[R] detecting any element in a vector of strings, appearing anywhere in any of several character variables in a dataframe

[Christopher W Ryan]

Thanks everyone.  John's original solution worked great.  And with
27,000 records, 65 alarm.words, and 6 columns to search, it takes only
about 15 seconds.  That is certainly adequate for my needs.  But I
will try out the other strategies too.

And thanks also for lot's of new R things to learn--grep, grepl,
do.call . . . that's always a bonus!

--Chris Ryan

On Thu, Jul 9, 2015 at 1:52 PM, Bert Gunter <bgunter.4567 at gmail.com> wrote:
> Yup, that does it. Let grep figure out what's a word rather than doing
> it manually. Forgot about "\b"
>
> Cheers,
> Bert
>
>
> Bert Gunter
>
> "Data is not information. Information is not knowledge. And knowledge
> is certainly not wisdom."

- [Information supplied]
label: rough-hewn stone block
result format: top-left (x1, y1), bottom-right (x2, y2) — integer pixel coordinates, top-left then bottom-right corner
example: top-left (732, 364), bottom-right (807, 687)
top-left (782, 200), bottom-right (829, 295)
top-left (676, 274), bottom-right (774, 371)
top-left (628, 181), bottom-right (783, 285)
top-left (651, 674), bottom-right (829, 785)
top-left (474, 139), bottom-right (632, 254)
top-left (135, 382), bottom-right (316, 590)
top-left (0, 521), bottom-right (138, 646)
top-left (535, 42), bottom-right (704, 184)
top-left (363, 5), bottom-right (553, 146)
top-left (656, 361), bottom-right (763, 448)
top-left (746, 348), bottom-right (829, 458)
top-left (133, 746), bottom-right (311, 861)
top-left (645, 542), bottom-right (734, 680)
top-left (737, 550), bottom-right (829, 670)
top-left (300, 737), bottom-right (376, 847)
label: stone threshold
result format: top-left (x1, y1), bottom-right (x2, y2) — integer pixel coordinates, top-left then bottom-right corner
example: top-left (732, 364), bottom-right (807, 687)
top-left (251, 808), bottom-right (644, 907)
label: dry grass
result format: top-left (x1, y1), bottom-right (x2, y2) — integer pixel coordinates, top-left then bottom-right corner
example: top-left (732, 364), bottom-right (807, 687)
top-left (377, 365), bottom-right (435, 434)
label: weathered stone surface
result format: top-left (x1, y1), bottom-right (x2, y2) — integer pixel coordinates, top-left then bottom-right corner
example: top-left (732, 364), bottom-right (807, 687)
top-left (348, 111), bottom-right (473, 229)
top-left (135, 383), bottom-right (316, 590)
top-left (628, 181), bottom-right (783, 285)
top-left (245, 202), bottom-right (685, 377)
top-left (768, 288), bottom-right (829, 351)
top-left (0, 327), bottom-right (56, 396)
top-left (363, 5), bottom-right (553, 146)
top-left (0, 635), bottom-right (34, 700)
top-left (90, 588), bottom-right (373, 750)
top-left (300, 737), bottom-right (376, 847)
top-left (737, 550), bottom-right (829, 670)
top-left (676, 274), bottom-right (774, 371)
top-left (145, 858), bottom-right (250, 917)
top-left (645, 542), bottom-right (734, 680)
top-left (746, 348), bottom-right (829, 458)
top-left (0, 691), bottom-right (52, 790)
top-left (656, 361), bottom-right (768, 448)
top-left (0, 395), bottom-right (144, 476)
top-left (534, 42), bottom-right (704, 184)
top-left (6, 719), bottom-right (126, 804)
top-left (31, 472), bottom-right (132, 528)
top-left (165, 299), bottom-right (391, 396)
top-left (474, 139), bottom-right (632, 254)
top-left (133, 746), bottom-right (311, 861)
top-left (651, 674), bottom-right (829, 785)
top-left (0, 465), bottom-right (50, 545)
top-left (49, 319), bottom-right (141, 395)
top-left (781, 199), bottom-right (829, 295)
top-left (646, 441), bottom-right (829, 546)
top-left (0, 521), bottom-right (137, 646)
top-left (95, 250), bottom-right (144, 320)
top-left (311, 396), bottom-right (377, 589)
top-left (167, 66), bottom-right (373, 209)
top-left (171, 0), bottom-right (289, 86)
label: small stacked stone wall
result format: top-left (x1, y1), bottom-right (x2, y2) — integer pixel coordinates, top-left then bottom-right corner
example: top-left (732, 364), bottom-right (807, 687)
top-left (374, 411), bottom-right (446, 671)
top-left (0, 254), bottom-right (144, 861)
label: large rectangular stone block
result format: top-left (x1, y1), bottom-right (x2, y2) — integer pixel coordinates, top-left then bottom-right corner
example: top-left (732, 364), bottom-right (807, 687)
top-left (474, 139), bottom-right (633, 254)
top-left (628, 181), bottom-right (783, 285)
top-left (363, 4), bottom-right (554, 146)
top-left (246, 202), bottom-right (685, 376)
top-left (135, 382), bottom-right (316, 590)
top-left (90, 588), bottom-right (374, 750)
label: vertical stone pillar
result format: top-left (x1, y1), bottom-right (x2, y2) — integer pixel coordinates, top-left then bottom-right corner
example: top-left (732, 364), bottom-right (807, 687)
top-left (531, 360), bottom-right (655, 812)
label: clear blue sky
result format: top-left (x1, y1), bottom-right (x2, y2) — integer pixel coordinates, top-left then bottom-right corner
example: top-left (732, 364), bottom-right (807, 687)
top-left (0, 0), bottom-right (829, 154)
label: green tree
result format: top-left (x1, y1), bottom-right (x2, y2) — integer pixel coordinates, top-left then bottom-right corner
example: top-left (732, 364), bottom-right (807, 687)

- [Required work] According to the R mailing-list thread, why does Chris Ryan consider John's original solution good enough? Answer in one to three sentences. The data has no connection to the mailing-list thread.

- [Response to the exercise] With 27,000 records, 65 alarm.words, and 6 columns to search, John's solution takes only about 15 seconds. Chris Ryan calls that certainly adequate for his needs.